### What the task asks
Can you repeat everything from the start of the data down to the line containing "669,254 -> 699,261", swapping "construction vehicle" for "heavy machinery" and keeping all else the same?

### Data to use
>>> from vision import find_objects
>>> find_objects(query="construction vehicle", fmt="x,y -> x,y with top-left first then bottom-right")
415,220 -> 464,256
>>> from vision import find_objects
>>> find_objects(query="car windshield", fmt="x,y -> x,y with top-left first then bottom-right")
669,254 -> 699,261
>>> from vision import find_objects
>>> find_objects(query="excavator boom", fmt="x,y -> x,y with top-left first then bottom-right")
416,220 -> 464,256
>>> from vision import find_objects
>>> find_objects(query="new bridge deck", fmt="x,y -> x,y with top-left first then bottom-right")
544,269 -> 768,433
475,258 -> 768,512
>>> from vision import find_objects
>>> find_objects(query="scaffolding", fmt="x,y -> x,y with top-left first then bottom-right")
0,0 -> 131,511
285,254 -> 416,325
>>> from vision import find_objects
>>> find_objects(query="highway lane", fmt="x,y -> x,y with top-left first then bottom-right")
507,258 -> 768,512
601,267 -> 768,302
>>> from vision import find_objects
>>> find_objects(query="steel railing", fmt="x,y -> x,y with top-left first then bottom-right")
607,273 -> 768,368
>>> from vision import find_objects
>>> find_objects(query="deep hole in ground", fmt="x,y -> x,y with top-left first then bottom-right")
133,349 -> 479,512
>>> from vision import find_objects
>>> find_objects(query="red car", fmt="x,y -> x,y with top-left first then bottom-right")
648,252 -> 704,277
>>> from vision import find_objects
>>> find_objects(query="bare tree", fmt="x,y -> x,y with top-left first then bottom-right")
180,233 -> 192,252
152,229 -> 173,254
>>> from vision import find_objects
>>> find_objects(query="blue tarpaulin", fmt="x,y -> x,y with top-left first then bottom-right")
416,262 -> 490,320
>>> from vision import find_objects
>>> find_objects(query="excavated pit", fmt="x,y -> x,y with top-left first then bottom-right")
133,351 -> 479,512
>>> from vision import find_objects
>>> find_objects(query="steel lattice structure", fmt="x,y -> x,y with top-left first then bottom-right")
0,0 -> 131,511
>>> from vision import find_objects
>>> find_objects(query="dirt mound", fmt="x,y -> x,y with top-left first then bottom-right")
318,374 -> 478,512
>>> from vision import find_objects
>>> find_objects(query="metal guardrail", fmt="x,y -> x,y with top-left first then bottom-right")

### Task solution
>>> from vision import find_objects
>>> find_objects(query="heavy machinery", fmt="x,y -> x,y with top-left first then bottom-right")
415,220 -> 464,256
>>> from vision import find_objects
>>> find_objects(query="car windshield", fmt="x,y -> x,y with top-left first then bottom-right")
669,254 -> 699,261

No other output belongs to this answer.